* [SEZIONE DEL DOCUMENTO]:
⟨

La Conferenza di Utrecht viene dopo il Bioeconomy Investment Summit di Bruxelles e il Global Bioeconomy Summit di Berlino, che sono stati, lo scorso novembre, importanti vertici di confronto tra la Commissione europea e gli stakeholder e hanno consegnato indicazioni precise sul fronte delle politiche e degli investimenti necessari a dare impulso al settore. Ma – soprattutto – viene dopo la presentazione del pacchetto sull’economia circolare da parte della Commissione e la COP21 di Parigi dello scorso dicembre, che ha rappresentato – a detta di tutti – una grande spinta sull’acceleratore per la bioeconomia. 

Ora però bisogna evitare che la Commissione europea guidi con un piede sull’acceleratore e l’altro sul freno. Sono molte le questioni ancora aperte. Innanzitutto – reclamano gli stakeholder nel Manifesto – non c’è parità di trattamento tra prodotti biobased e prodotti fossili. “Secondo le stime del Fmi, i sussidi globali per i combustibili fossili nel 2015 ammontavano a 5.300 miliardi di dollari. Non chiediamo un equivalente europeo di questo sussidio, però vorremmo che una modesta quota di tale somma venisse investita in bioeconomia: 5 miliardi di dollari l’anno per il periodo 2017-2025 in un programma di investimenti europei che comprendano iniziative faro, progetti pilota, ricerca e innovazione e apprendimento reciproco.”

⟩

* [COSA SERVE]: Riporta alla lettera la parte del brano sulla bioeconomia compresa tra "La Conferenza di" e "per la bioeconomia.", estremi inclusi.

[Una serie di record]

⟨

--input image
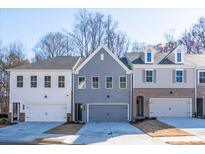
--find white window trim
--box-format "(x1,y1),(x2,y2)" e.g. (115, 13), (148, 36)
(198, 70), (205, 84)
(78, 76), (86, 89)
(175, 69), (184, 83)
(105, 76), (114, 89)
(119, 75), (127, 89)
(175, 51), (184, 64)
(91, 76), (100, 89)
(30, 75), (38, 88)
(145, 51), (154, 64)
(145, 69), (154, 84)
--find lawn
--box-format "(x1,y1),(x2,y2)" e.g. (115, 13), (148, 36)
(132, 120), (193, 137)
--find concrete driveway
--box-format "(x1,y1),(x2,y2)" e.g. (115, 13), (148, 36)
(158, 118), (205, 140)
(64, 122), (164, 145)
(0, 122), (62, 143)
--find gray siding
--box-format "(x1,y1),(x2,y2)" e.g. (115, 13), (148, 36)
(74, 48), (132, 122)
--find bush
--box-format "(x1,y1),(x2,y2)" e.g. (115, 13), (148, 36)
(0, 118), (9, 125)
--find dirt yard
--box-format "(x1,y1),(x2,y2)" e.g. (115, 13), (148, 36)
(166, 141), (205, 145)
(44, 123), (83, 135)
(132, 120), (193, 137)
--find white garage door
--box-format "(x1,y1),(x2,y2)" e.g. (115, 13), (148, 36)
(150, 98), (192, 117)
(25, 104), (67, 122)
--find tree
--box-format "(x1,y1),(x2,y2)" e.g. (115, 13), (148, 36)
(178, 17), (205, 53)
(33, 32), (74, 61)
(67, 9), (129, 57)
(132, 41), (148, 52)
(0, 42), (29, 114)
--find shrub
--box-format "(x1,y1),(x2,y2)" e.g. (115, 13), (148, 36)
(0, 118), (9, 125)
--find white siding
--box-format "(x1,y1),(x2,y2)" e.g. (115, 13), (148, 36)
(10, 70), (72, 113)
(133, 68), (195, 88)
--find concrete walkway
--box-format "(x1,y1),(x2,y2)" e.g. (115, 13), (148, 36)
(63, 122), (165, 145)
(158, 118), (205, 141)
(0, 122), (62, 143)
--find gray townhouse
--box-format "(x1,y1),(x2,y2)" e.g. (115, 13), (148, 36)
(73, 46), (132, 122)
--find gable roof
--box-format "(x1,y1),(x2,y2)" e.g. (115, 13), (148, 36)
(8, 56), (80, 70)
(76, 45), (132, 74)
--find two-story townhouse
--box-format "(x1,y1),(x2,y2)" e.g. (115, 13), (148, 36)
(73, 46), (132, 122)
(187, 54), (205, 117)
(8, 56), (80, 122)
(127, 46), (196, 119)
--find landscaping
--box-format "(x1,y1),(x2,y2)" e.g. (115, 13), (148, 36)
(132, 119), (193, 137)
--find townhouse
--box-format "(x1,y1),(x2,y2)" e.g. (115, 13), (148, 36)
(8, 45), (205, 122)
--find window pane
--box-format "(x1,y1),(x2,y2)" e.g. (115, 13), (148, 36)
(106, 77), (112, 89)
(78, 77), (85, 89)
(147, 52), (152, 62)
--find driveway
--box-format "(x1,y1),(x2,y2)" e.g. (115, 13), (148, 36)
(158, 118), (205, 140)
(0, 122), (62, 143)
(64, 122), (164, 145)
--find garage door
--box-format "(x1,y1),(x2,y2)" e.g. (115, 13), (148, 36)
(25, 104), (67, 122)
(88, 104), (128, 122)
(150, 98), (192, 117)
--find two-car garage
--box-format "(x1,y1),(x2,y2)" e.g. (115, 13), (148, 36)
(25, 104), (67, 122)
(149, 98), (192, 117)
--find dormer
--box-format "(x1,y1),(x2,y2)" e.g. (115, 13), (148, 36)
(168, 46), (186, 64)
(143, 47), (156, 64)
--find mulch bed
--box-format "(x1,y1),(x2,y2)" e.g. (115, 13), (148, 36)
(44, 123), (83, 135)
(132, 120), (193, 137)
(165, 141), (205, 145)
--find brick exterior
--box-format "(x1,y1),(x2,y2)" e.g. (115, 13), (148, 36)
(19, 113), (25, 122)
(197, 86), (205, 115)
(132, 88), (195, 119)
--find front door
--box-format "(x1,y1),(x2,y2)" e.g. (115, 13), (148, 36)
(136, 96), (144, 117)
(75, 103), (83, 122)
(197, 98), (203, 117)
(13, 103), (20, 121)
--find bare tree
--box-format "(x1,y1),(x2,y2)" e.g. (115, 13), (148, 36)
(67, 9), (129, 57)
(33, 32), (73, 60)
(0, 42), (28, 114)
(178, 17), (205, 53)
(132, 41), (148, 52)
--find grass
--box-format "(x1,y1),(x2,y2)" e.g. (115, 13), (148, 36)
(166, 141), (205, 145)
(44, 123), (83, 135)
(132, 120), (193, 137)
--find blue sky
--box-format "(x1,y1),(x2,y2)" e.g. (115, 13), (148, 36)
(0, 9), (205, 58)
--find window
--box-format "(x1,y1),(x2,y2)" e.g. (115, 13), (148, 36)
(120, 76), (127, 89)
(31, 76), (37, 88)
(147, 52), (152, 62)
(177, 52), (182, 63)
(199, 72), (205, 83)
(92, 76), (99, 89)
(176, 70), (184, 82)
(58, 76), (65, 88)
(146, 70), (153, 82)
(17, 76), (23, 88)
(100, 53), (104, 60)
(78, 76), (86, 89)
(106, 76), (113, 89)
(44, 76), (51, 88)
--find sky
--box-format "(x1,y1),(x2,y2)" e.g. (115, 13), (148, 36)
(0, 9), (205, 59)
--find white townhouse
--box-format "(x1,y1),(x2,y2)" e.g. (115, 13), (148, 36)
(8, 56), (80, 122)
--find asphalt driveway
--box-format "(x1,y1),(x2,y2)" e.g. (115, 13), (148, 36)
(158, 118), (205, 140)
(0, 122), (62, 143)
(65, 122), (164, 145)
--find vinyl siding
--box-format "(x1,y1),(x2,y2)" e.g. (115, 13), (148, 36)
(133, 68), (195, 88)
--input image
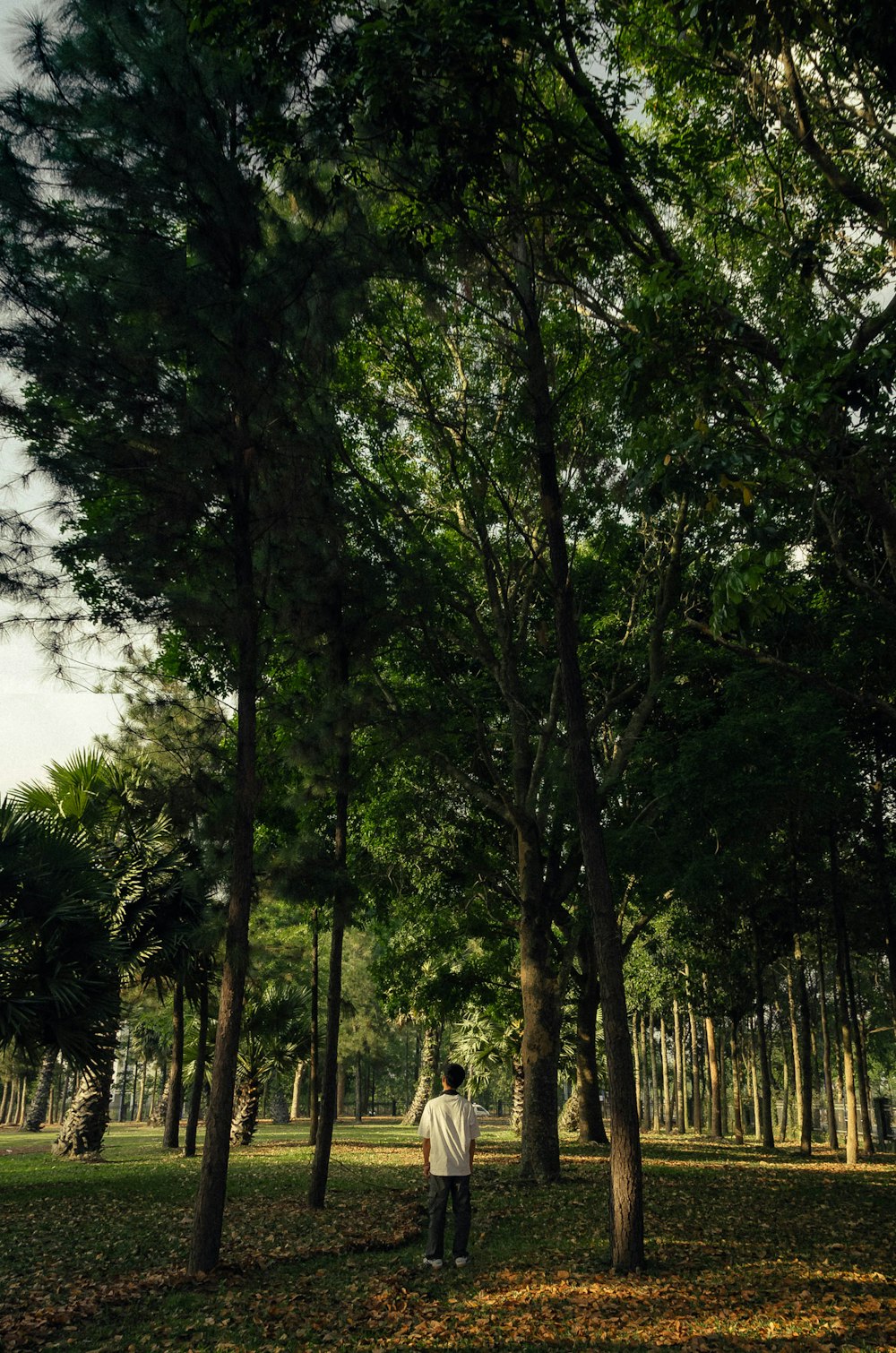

⟩

* [ESITO DEL COMPITO]:
La Conferenza di Utrecht viene dopo il Bioeconomy Investment Summit di Bruxelles e il Global Bioeconomy Summit di Berlino, che sono stati, lo scorso novembre, importanti vertici di confronto tra la Commissione europea e gli stakeholder e hanno consegnato indicazioni precise sul fronte delle politiche e degli investimenti necessari a dare impulso al settore. Ma – soprattutto – viene dopo la presentazione del pacchetto sull’economia circolare da parte della Commissione e la COP21 di Parigi dello scorso dicembre, che ha rappresentato – a detta di tutti – una grande spinta sull’acceleratore per la bioeconomia.